> **Exercise aim**
Count the lines in the data below that contain the string "rule". Reply with that number alone.

> **Entries shown**
※ ※ ※
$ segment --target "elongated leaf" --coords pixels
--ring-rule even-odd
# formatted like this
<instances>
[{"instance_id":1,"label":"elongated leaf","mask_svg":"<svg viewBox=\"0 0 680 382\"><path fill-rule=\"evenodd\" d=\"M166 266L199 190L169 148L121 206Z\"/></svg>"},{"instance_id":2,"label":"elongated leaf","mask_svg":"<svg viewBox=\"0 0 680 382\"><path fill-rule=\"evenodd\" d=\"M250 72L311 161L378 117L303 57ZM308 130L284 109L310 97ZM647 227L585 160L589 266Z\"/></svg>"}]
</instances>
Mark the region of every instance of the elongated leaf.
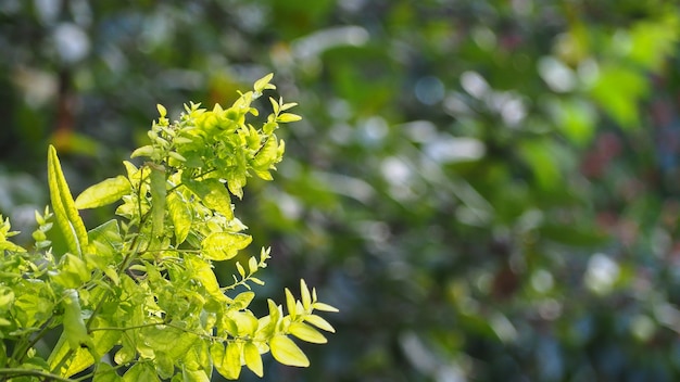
※ ※ ※
> **Response**
2